Néanmoins, les chiffres montrés ici confirment que la France dispose d’un modèle de police agressif, davantage que dans les autres pays d’Europe, comme nous l’avons expliqué précédemment dans nos colonnes.
Parmi les pays développés, c’est aux Etats-Unis que la police fait le plus de victimes dans sa population. Près de 1100 morts recensés en 2022, soit un taux de décès causé par les forces de l’ordre (33 décès pour 10 millions d’habitants) six fois supérieur à celui de la France (5,5). Selon un décompte du Washington Post, réalisé depuis 2015, les tirs des forces de l’ordre font chaque année un millier de morts en Amérique, un chiffre stable, malgré les efforts pour enrayer la brutalité policière.
Le pays de l’Oncle Sam se distingue également par son taux d’homicides volontaires. Il est le plus élevé parmi les pays «riches», 6,8 pour 10 000 habitants, soit 6 fois plus qu’en France ou 14 fois plus qu’en Suisse.
Conséquence de la violence ou des lois?

Données d'étude:
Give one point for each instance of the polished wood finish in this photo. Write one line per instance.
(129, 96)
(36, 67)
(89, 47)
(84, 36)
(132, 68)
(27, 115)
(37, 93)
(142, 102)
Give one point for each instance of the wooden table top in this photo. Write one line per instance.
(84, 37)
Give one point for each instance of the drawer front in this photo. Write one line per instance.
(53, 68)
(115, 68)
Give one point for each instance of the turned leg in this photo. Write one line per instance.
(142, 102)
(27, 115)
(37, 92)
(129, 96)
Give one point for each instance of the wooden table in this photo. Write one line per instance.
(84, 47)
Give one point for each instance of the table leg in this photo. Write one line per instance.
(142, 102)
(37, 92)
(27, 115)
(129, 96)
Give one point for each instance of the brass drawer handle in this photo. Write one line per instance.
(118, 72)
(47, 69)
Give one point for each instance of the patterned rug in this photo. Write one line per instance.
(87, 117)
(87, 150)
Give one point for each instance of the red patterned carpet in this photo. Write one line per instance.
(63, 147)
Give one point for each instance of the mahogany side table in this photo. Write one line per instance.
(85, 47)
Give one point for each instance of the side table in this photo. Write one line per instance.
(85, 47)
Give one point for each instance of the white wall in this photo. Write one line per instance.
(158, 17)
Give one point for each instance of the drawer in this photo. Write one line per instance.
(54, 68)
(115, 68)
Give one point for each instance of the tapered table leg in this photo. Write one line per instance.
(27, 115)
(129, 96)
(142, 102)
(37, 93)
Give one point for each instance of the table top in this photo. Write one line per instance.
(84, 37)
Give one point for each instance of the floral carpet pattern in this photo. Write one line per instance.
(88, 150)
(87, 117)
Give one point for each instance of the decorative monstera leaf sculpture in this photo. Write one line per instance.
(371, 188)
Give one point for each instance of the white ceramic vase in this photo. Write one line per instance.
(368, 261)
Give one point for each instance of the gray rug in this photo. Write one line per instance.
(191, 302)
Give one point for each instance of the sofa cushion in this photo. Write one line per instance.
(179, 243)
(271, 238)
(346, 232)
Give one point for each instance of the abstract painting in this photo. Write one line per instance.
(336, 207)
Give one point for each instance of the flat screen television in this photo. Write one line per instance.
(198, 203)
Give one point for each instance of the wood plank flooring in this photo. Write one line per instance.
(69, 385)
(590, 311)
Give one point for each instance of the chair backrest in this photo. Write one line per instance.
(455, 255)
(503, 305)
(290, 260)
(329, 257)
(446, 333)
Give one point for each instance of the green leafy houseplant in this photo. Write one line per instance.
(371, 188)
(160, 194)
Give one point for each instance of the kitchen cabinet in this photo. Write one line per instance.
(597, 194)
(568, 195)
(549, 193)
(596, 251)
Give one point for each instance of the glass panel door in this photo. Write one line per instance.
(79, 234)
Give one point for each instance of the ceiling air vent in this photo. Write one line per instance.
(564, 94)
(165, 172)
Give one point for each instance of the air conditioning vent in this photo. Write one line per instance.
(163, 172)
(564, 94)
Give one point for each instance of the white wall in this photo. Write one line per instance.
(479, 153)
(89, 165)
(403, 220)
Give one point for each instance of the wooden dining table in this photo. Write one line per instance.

Travail demandé:
(1) Indiquez si chacune des affirmations suivantes est conforme au texte proposé, en répondant par oui ou par non et en citant textuellement les mots qui le justifient. (a) Le taux de décès causés par les forces de l'ordre aux États-Unis est six fois supérieur à celui de la France. (b) Selon le décompte du Washington Post, le nombre de morts dues aux tirs policiers diminue nettement depuis 2015. (c) Le taux d'homicides volontaires aux États-Unis est quatorze fois plus élevé qu'en France.
(2) D'après le texte proposé, combien de morts causées par la police ont été recensées aux États-Unis en 2022 ?

Réponses attendues:
(1)
(a) Oui : « six fois supérieur à celui de la France (5,5) ».
(b) Non : « un chiffre stable, malgré les efforts pour enrayer la brutalité policière ».
(c) Non : « soit 6 fois plus qu’en France ou 14 fois plus qu’en Suisse ».

(2) Près de 1100 morts.